Extending their methodology to estimate the economic benefits of removing derelict crab pots and lobster traps on a global basis, the researchers showed that removal of even 10 per cent of derelict pots and traps from major crustacean fisheries - the percentage of the Bay's derelict pots they estimate were removed by the VIMS program - could increase landings by 293,929 metric tons, at a value of $831 million annually.

The study, co-authored by VIMS professors Andrew Scheld, Donna Bilkovic, and Kirk Havens, appeared in Scientific Reports. The research was supported by NOAA' s Marine Debris Program.

Scheld, an assistant professor at VIMS, says "it's well known that derelict fishing gear can harm the environment and increase crab mortality, but the economic impacts of this 'ghost fishing' have rarely been quantified. Our study shows that VIMS' collaborative efforts to remove ghost crab pots from the lower Bay led to an additional 13,504 metric tons in harvest valued at $21.3 million - a 27 per cent increase above that which would have occurred had the pots stayed in place."

◇ ◇ ◇ ◇ ◇ ◇ ◇

Given task a:
Pick out each line of the rows containing the string "Query", treating uppercase and lowercase as distinct.
The passage on derelict crab pots and the rows are unrelated to each other.

[Dataset rows on where objects are located]
◇ ◇ ◇ ◇ ◇ ◇ ◇

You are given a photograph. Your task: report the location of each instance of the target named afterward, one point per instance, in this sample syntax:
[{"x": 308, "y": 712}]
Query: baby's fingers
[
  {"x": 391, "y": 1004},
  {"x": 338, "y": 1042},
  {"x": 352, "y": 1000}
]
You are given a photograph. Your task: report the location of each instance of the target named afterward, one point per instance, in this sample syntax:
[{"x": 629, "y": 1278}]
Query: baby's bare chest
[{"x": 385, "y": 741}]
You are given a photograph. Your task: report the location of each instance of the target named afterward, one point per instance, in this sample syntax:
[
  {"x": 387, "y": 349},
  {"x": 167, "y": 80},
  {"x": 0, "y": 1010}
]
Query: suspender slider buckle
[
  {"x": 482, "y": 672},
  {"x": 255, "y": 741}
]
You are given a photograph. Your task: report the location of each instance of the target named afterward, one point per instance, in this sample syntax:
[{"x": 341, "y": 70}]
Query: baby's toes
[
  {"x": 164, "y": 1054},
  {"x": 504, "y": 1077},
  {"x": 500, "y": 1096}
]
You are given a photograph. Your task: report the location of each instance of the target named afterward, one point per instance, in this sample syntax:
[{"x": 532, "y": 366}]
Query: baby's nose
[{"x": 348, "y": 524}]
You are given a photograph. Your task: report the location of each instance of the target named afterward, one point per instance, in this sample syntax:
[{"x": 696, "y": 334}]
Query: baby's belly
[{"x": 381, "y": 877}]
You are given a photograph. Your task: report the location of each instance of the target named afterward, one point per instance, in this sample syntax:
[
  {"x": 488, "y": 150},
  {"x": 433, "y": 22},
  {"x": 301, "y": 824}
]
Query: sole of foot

◇ ◇ ◇ ◇ ◇ ◇ ◇

Given task b:
Output the passage on derelict crab pots word for word, beginning at the words "The study, co-authored" and stopping after "Marine Debris Program.".

Exercise response a:
Query: baby's fingers
Query: baby's bare chest
Query: suspender slider buckle
Query: baby's toes
Query: baby's nose
Query: baby's belly
Query: sole of foot

Exercise response b:
The study, co-authored by VIMS professors Andrew Scheld, Donna Bilkovic, and Kirk Havens, appeared in Scientific Reports. The research was supported by NOAA' s Marine Debris Program.